## Page text
=====
The Order for Courage () is a Ukrainian award established by Ukrainian president Leonid Kuchma on August 21, 1996. The designer is Ukrainian artist Mykola Lebid.

Awards of the President of Ukraine for Courage
Before August, 1996, personal bravery had been honoured with Awards of the President of Ukraine for Courage: the Star for Courage and the Cross for Courage instituted on April 29, 1995. On August 21, 1996, they were transformed into three classes of the Order for Courage. Recipients of Awards of the President of Ukraine, such as the Star for Courage and the Cross for Courage, are considered to be equal to the recipients of the Order for Courage and they are recognised as holders of the Order for Courage retaining the right to wear decorations that have been granted. Granting the Star For Courage and the Cross for Courage was discontinued following the institution of the Order for Courage.

Medals, star and ribbons

Awardees
 Viktor Gurniak (1987–2014) - Ukrainian scout, photographer, volunteer killed in the Russian-Ukrainian War.
 Aleksandr Akimov (1953–1986) - Engineer and shift supervisor at the Chernobyl Nuclear Power Plant who worked tirelessly unto his death to mitigate the safety risks posed by the Chernobyl disaster.
=====
Image point grounding items
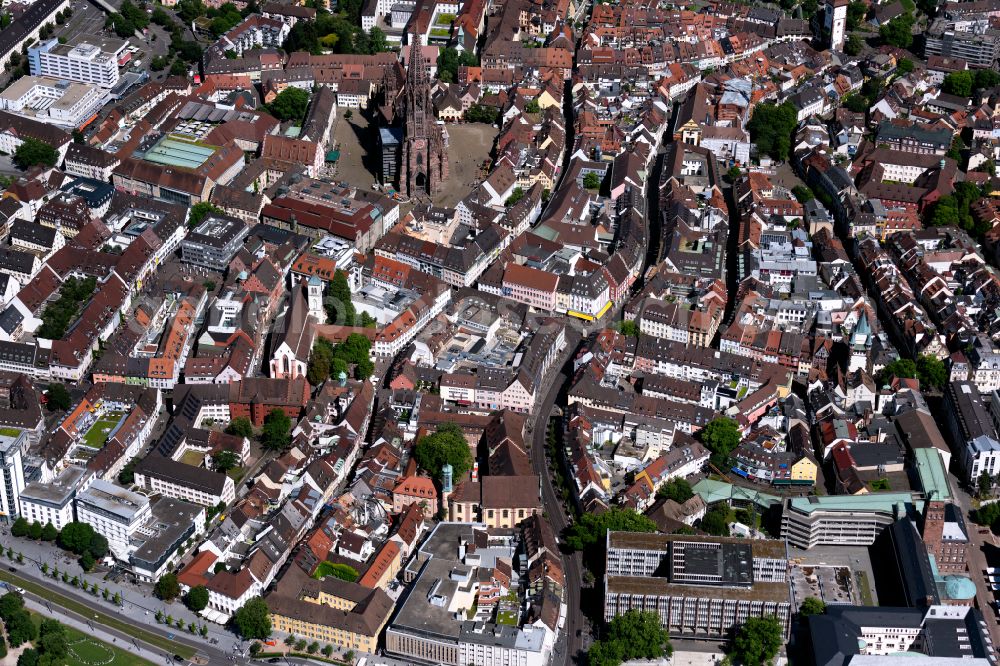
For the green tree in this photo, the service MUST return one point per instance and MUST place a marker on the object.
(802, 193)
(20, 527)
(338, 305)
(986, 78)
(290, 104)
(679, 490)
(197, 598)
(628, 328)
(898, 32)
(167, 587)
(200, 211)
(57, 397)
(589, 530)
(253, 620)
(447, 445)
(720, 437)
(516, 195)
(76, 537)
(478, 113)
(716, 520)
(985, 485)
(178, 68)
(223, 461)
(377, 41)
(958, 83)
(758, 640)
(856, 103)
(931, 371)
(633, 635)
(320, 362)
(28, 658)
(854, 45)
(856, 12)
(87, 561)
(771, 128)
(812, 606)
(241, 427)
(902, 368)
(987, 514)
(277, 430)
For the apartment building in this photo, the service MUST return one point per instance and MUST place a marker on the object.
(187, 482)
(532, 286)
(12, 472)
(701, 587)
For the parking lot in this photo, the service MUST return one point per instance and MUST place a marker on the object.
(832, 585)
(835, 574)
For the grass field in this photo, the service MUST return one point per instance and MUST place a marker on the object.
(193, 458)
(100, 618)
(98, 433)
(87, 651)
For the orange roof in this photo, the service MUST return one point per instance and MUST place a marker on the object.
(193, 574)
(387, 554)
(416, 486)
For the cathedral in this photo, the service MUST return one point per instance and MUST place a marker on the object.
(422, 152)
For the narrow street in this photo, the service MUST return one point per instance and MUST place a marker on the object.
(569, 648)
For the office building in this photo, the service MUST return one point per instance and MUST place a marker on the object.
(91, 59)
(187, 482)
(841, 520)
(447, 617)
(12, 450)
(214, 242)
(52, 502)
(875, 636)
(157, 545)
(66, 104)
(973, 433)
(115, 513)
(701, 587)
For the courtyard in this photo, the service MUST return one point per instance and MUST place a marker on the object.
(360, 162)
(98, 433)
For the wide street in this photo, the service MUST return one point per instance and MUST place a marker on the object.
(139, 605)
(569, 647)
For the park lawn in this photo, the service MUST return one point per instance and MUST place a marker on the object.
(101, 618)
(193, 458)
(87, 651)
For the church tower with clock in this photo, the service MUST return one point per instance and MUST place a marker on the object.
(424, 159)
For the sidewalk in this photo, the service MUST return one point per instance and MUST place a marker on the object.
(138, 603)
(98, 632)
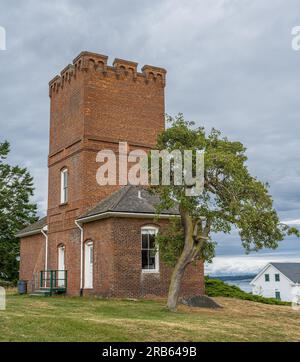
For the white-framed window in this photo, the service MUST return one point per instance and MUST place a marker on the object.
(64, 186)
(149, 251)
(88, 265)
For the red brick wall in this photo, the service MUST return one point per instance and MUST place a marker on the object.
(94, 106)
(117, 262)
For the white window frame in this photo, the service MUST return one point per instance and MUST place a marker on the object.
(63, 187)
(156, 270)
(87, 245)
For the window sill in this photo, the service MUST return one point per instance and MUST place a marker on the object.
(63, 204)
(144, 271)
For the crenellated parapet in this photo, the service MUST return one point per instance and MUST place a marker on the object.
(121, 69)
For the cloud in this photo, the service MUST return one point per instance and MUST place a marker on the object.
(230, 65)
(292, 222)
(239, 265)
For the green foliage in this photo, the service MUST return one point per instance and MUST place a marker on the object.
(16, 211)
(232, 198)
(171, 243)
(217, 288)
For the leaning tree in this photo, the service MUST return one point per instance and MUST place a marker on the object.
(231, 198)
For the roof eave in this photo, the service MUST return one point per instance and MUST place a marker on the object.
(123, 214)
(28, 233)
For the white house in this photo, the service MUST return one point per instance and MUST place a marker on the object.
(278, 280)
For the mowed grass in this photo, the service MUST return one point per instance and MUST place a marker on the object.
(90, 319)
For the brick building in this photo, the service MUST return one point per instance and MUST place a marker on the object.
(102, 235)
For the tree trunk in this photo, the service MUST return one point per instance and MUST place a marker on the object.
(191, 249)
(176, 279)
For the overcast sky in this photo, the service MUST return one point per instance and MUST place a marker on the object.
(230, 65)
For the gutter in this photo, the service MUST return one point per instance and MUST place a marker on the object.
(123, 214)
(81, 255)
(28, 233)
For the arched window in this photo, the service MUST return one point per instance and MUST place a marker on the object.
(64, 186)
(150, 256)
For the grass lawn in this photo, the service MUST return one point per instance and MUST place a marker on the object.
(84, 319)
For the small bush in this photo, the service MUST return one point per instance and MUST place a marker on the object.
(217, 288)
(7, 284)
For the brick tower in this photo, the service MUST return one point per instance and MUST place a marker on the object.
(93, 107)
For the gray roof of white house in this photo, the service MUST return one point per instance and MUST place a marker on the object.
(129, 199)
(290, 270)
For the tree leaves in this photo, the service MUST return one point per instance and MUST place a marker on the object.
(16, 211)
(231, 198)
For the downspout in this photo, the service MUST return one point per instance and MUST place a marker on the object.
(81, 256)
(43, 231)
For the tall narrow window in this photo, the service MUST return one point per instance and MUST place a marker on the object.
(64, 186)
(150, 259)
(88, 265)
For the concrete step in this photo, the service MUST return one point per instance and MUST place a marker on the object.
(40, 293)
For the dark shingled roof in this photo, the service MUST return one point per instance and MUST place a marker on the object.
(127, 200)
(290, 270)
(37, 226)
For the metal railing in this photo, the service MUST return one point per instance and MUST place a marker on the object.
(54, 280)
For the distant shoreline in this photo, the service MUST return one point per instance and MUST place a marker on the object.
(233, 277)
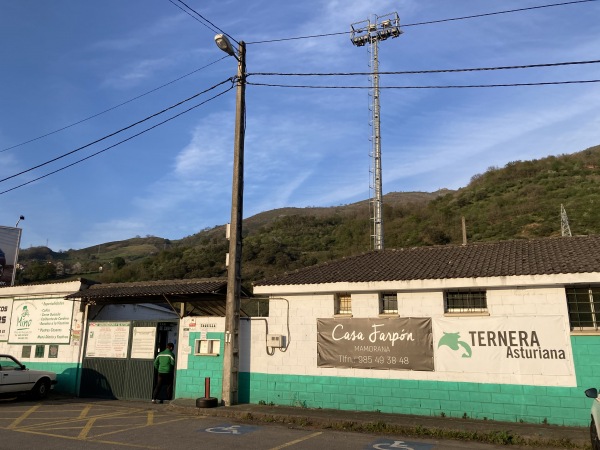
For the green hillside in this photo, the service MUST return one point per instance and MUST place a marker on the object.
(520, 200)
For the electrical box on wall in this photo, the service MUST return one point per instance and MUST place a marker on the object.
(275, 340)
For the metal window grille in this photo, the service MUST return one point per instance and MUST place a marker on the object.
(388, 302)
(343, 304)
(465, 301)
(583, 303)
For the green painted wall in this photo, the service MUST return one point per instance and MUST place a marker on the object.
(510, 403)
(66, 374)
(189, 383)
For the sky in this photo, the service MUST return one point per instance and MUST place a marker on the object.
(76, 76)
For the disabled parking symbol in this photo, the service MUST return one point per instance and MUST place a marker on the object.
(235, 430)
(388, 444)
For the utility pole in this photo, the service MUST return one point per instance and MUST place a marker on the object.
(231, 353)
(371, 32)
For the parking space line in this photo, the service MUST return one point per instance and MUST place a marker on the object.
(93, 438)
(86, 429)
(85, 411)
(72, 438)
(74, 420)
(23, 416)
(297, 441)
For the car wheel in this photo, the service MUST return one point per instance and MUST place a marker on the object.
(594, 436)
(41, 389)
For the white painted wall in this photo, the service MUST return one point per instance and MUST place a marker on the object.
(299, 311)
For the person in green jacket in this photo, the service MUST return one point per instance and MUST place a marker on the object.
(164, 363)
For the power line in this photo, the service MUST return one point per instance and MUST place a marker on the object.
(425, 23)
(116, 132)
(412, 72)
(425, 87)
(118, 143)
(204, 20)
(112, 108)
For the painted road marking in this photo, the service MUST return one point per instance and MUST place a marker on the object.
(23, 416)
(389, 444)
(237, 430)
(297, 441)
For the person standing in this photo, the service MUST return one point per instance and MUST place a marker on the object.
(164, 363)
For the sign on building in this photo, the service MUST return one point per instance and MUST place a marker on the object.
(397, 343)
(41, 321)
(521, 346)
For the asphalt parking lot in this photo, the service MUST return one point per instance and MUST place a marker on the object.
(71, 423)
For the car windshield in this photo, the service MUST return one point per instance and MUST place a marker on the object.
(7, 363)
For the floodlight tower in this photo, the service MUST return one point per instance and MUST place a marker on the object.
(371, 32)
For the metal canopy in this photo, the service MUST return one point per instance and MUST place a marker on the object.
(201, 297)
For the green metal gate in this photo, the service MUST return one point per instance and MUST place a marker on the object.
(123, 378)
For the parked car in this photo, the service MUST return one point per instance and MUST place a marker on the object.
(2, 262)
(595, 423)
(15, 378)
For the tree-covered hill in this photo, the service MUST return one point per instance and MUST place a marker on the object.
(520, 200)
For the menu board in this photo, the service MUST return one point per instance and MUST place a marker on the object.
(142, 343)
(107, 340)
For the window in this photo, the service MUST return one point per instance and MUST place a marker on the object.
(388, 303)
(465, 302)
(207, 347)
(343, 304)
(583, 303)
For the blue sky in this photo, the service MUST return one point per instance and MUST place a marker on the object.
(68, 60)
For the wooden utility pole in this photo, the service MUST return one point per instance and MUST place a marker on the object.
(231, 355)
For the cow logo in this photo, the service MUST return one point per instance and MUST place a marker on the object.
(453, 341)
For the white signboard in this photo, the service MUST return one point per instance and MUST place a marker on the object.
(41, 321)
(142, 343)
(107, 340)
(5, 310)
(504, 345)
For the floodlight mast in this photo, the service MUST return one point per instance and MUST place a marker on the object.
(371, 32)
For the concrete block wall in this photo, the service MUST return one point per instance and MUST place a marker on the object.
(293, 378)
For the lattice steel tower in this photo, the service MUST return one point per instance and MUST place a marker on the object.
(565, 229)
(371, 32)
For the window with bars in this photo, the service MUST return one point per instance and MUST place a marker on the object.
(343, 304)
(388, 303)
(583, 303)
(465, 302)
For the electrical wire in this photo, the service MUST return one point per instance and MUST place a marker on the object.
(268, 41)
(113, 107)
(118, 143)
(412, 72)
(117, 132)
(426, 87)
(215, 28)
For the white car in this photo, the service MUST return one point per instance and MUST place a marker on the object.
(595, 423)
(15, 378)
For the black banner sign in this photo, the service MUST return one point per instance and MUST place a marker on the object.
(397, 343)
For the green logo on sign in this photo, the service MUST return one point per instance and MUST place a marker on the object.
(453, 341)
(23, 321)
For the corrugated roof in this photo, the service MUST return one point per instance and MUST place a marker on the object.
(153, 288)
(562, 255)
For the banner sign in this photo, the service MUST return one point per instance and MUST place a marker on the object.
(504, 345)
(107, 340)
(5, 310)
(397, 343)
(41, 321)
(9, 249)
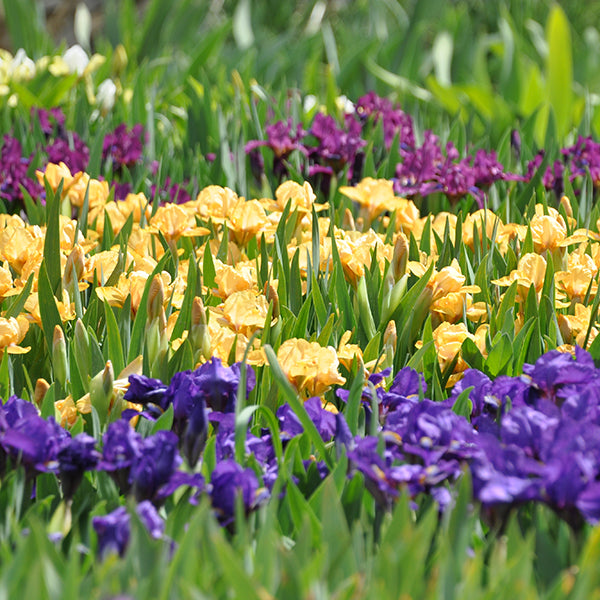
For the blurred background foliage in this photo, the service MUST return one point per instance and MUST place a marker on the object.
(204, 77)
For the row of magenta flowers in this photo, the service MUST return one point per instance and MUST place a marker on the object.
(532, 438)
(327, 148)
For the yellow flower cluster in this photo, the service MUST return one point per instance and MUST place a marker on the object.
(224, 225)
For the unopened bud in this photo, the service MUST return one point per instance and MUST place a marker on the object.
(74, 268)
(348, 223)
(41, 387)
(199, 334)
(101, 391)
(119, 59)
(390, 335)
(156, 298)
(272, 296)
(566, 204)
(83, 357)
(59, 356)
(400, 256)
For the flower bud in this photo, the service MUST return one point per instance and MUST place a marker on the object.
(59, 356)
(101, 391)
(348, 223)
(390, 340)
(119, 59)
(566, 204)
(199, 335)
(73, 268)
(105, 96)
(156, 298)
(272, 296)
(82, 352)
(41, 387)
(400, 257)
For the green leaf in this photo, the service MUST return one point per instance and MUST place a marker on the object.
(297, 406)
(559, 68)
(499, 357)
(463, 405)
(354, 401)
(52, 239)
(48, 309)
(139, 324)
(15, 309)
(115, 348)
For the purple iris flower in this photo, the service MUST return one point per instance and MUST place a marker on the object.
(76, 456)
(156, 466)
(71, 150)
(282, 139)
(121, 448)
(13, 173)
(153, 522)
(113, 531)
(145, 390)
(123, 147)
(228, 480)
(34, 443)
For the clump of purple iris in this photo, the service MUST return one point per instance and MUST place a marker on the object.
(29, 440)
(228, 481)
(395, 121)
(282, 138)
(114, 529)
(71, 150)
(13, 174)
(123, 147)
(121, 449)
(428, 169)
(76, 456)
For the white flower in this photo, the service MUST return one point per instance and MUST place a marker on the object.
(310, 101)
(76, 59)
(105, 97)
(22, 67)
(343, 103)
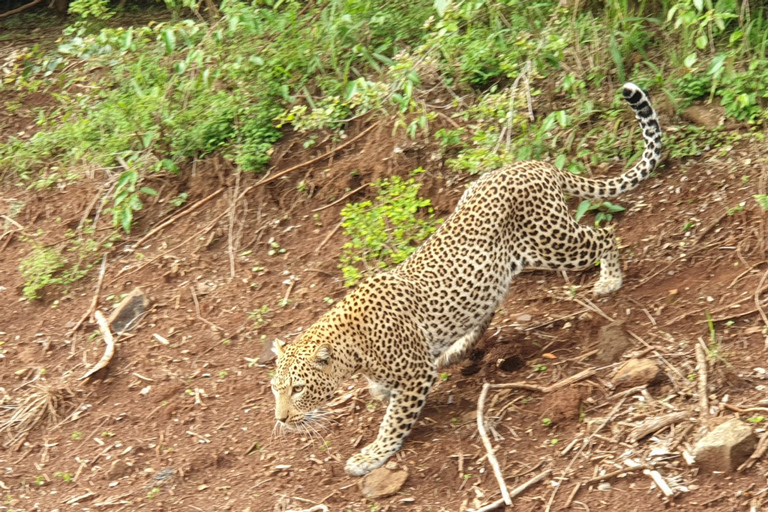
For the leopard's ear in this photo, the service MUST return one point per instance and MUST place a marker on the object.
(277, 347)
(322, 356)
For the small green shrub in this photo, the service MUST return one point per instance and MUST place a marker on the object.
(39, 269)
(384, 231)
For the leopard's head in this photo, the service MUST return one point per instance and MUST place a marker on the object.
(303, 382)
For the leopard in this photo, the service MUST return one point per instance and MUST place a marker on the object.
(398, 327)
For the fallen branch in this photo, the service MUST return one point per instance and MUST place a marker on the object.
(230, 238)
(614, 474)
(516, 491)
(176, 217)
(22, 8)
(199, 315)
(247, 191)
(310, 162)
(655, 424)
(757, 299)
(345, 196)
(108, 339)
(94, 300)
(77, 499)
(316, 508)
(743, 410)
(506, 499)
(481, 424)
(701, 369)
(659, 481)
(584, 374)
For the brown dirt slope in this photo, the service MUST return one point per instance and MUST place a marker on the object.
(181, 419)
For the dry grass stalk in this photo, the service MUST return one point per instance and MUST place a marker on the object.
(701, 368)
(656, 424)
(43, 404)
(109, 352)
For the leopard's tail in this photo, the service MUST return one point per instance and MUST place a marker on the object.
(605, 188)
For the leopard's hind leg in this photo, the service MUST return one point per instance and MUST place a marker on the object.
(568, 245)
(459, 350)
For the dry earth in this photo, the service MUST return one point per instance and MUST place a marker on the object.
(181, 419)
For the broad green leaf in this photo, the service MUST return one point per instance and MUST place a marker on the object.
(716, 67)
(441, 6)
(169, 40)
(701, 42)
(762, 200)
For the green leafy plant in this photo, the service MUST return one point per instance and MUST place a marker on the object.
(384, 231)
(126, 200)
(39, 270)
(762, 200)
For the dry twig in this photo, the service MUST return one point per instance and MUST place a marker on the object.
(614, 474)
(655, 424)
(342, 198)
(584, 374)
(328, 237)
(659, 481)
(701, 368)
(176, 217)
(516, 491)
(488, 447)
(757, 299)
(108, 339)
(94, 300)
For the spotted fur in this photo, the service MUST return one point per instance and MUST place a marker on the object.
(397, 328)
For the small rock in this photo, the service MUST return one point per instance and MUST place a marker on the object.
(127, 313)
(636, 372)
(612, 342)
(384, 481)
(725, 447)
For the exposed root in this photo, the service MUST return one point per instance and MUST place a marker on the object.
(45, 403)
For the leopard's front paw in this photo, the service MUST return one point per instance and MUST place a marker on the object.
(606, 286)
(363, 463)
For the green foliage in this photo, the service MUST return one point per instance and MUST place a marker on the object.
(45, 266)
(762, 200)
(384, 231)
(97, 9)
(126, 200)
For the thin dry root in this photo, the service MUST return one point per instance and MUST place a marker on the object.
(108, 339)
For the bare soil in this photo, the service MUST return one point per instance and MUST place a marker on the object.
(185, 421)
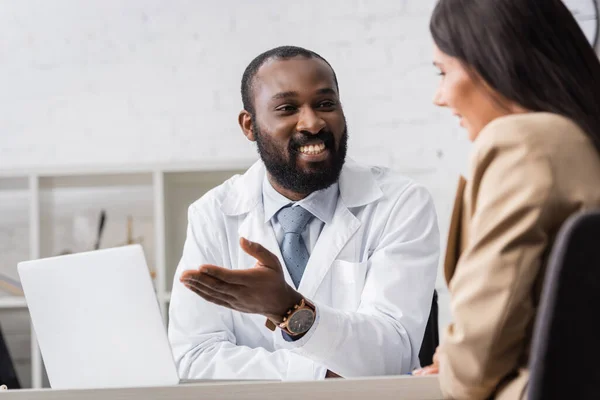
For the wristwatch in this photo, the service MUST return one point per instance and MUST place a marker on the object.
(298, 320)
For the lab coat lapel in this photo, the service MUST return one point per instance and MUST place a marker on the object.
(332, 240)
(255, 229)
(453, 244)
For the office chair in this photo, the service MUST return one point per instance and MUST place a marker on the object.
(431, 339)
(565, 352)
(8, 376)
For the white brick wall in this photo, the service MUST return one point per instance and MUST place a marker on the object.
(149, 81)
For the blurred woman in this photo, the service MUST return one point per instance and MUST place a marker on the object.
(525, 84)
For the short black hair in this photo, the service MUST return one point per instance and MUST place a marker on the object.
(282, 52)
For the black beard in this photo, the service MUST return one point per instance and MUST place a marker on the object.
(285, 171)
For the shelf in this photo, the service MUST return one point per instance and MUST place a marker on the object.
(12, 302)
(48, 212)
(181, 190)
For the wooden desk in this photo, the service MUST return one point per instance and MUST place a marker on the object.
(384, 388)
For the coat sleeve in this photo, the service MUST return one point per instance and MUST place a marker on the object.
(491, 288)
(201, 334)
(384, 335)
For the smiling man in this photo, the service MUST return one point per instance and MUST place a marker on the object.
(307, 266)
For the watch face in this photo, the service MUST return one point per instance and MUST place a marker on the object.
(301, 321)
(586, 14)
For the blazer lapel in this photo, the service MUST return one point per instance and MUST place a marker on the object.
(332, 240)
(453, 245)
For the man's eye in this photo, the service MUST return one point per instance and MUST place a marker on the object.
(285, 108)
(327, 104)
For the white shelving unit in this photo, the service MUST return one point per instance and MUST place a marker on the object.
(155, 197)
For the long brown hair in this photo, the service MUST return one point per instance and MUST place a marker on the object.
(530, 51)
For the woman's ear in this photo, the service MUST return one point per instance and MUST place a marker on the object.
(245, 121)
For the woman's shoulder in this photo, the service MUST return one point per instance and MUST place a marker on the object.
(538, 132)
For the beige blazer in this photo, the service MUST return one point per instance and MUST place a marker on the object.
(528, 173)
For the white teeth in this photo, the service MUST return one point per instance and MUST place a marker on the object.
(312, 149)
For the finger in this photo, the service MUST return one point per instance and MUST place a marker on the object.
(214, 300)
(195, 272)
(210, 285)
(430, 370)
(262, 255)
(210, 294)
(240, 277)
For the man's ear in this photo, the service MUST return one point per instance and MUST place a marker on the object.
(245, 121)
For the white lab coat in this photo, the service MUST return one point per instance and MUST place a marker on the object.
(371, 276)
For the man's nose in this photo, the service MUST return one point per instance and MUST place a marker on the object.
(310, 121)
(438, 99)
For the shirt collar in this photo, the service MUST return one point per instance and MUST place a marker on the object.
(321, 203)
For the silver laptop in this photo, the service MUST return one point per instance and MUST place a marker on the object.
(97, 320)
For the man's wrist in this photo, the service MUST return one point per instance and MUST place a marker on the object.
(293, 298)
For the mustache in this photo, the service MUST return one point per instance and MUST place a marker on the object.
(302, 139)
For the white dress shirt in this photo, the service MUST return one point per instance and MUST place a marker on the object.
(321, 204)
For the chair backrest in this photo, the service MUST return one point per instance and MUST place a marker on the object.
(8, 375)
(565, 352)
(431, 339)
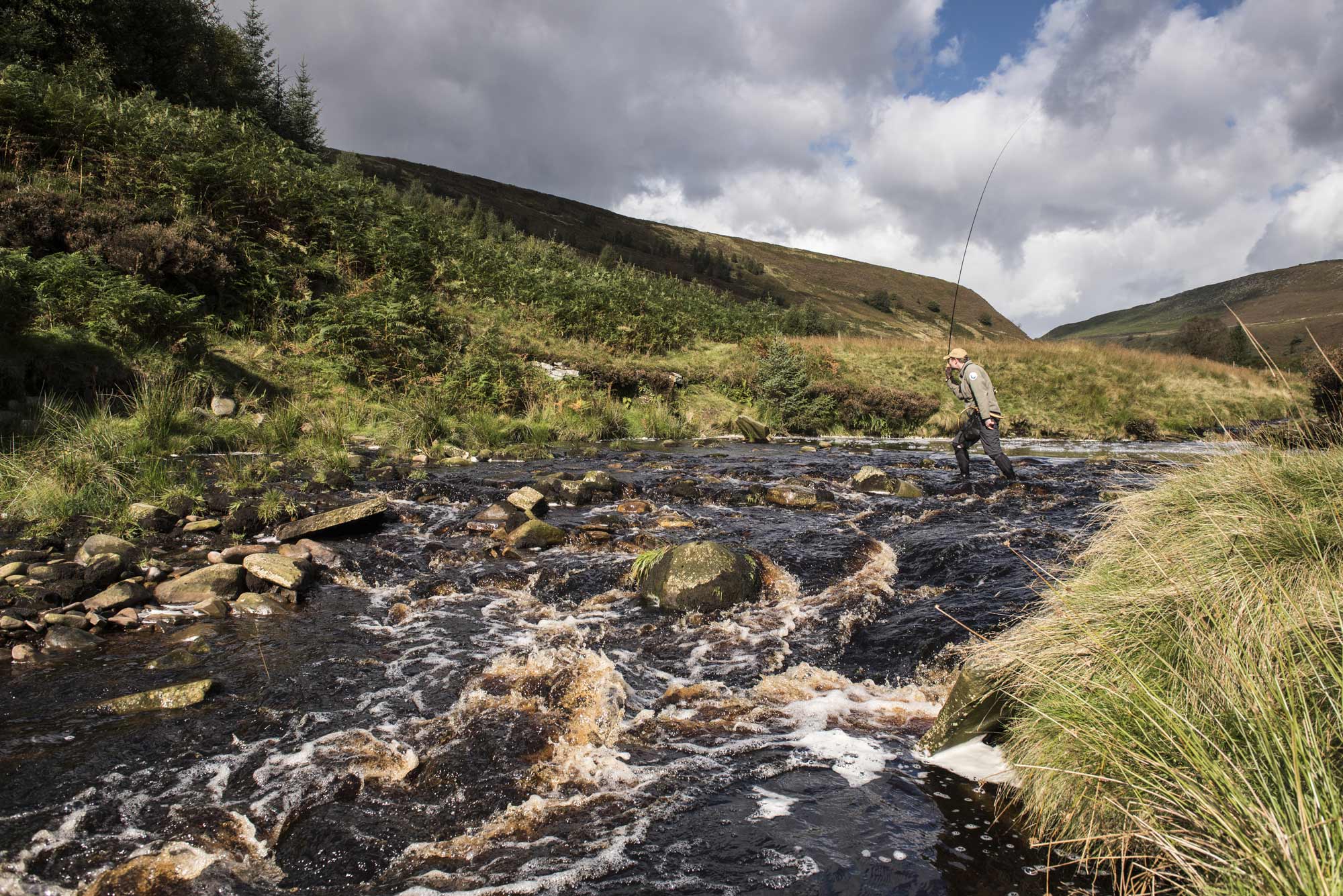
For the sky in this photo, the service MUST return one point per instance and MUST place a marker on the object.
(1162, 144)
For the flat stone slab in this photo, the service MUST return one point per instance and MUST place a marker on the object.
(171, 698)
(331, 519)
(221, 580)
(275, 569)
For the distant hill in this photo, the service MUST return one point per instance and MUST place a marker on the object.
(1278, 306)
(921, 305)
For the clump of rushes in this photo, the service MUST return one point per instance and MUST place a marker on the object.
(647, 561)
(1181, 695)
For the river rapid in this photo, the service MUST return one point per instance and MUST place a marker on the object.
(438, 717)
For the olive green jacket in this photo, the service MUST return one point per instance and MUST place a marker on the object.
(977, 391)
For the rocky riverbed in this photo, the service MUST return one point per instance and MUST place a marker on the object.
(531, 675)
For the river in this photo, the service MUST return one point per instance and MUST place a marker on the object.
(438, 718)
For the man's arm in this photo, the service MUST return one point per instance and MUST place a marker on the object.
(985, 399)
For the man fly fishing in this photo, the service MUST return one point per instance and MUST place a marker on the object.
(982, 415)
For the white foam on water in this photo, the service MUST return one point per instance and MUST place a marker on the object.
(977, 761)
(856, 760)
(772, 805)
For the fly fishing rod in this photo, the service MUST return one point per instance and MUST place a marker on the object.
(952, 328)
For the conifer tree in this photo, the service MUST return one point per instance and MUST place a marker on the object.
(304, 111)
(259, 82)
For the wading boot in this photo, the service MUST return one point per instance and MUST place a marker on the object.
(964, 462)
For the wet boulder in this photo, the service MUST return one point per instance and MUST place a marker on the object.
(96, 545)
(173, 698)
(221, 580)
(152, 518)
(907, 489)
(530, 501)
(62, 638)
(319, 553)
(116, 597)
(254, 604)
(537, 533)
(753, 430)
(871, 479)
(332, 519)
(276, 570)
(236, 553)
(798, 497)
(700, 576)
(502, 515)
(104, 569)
=====
## Assigned task A
List every person named in the page about the Order for Courage.
## Assigned task B
Using the page about the Order for Courage, decide whether each statement agrees with it, answering yes or no and quoting the words that settle it: (i) The Order for Courage was established on April 29, 1995. (ii) People who hold the Star for Courage may still wear it. (iii) The Order for Courage comes in three classes.
## Assigned task C
Carry on the page about the Order for Courage from its last line.
The items play no part in this work.

## Task result A
Leonid Kuchma, Mykola Lebid, Viktor Gurniak, Aleksandr Akimov

## Task result B
(i) No: "established by Ukrainian president Leonid Kuchma on August 21, 1996"
(ii) Yes: "retaining the right to wear decorations that have been granted"
(iii) Yes: "they were transformed into three classes of the Order for Courage"

## Task result C
 Leonid Toptunov (1960–1986) - In the control room at the reactor control panel at the moment of explosion, with Akimov; received fatal dose during attempts to restart feedwater flow into the reactor
 Valery Khodemchuk (1951–1986) - Engineer who was the night shift circulating pump operator at the Chernobyl power plant and was the first victim of Chernobyl disaster
 Yuri A. Vershynin - (died 28 July 1986) -  In the turbine hall at the moment of explosion; received fatal dose (over 1,000 rad) during firefighting and stabilizing the turbine hall, died in a Moscow hospital
 Anatoly I. Shapovalov (died 19 May 1986) -  Electrician during the Chernobyl disaster.
 Viktor V. Proskuryakov (died 17 May 1986) - Present in the control room at the moment of explosion; received fatal dose of radiation while attempting to enter the reactor hall to manually lower the control rods during the Chernobyl disaster
 Valery I. Perevozchenko (died 13 June 1986) - Foreman during the Chernobyl disaster. Received fatal dose of radiation during attempt to locate and rescue Khodemchuk and others, approached the reactor hall together with Kudryavtsev and Proskuryakov
Oleksandr V. Novyk (died 26 July 1986) - Turbine equipment machinist-inspector during Chernobyl disaster Received fatal dosage of more than 1,000 rad during firefighting and stabilizing the turbine hall.
Vladimir I. Tishura (15 December 1959 – 10 May 1986) - First responding firefighter to the Chernobyl disaster. Received a fatal dose whilst extinguishing fires on the roof of reactor 3.
Viktor N. Kibenok (17 February 1963 – 11 May 1986) - Chief of the Pripyat Fire Department, first responder to the Chernobyl disaster. Received a fatal dose of radiation while extinguishing fires on the roof of reactor 3 and around the ventilation chimney.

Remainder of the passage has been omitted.